__DIRECTIONS__. In the entries that follow, find every line containing "below" and copy it.

··· RECORDS FOR THIS EXERCISE

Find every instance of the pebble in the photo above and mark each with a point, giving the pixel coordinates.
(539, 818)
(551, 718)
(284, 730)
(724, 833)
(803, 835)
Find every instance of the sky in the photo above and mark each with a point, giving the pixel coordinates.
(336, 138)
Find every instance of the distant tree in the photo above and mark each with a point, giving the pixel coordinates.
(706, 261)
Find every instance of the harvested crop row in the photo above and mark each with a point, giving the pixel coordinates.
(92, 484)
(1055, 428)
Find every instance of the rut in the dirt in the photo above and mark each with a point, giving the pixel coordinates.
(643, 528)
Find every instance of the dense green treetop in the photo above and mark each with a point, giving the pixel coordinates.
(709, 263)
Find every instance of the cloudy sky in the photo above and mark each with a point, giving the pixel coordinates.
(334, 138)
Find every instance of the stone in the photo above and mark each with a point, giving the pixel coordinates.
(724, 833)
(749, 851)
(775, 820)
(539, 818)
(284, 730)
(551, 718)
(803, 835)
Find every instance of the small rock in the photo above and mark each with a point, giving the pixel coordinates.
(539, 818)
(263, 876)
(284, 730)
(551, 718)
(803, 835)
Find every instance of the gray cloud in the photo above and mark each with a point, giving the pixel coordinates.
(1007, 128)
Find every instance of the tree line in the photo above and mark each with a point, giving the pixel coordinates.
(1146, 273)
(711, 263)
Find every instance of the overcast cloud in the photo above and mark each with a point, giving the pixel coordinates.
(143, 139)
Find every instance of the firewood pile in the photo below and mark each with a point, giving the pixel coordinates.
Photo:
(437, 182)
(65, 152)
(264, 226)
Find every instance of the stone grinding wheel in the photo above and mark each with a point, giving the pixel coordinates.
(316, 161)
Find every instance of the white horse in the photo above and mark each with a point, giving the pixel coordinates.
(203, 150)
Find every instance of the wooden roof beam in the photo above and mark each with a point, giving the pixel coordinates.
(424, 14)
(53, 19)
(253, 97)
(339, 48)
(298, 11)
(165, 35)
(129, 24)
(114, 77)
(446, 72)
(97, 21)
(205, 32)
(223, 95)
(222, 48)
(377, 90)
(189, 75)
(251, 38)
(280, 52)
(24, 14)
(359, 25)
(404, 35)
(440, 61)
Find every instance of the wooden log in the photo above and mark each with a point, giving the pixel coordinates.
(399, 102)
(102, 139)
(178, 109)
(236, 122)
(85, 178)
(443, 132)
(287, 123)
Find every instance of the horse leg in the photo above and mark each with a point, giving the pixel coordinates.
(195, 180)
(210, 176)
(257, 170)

······
··· RECORDS FOR THIS EXERCISE

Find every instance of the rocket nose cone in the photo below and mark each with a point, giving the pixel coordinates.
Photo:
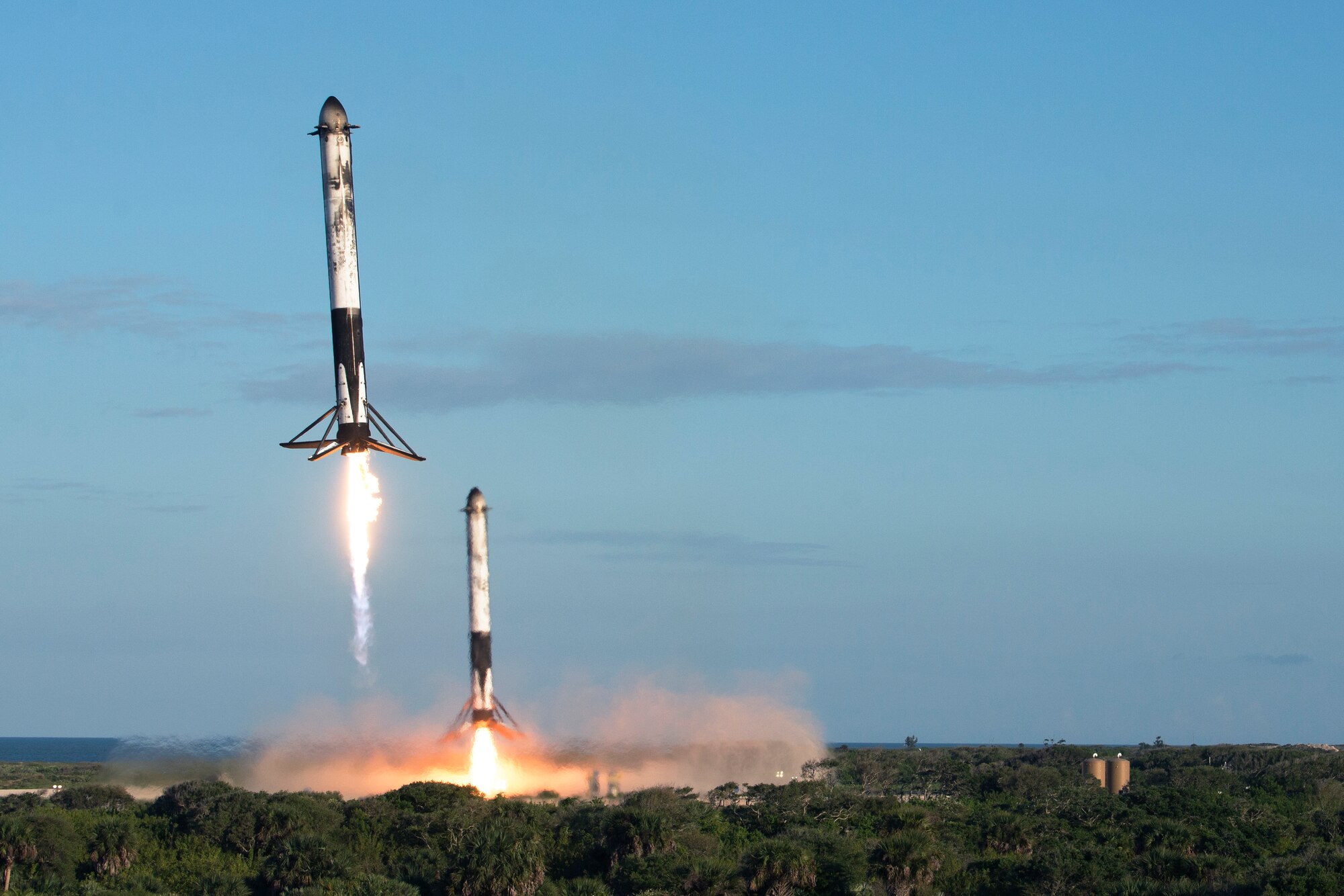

······

__ANSWER FOR THIS EXERCISE__.
Find every instance of the firewood pile in the photo below and mark each with a point, giving the pixel coordinates.
Find every instance of the rocket nose cone in the photo below and mark each with a point, giving the pixel coordinates.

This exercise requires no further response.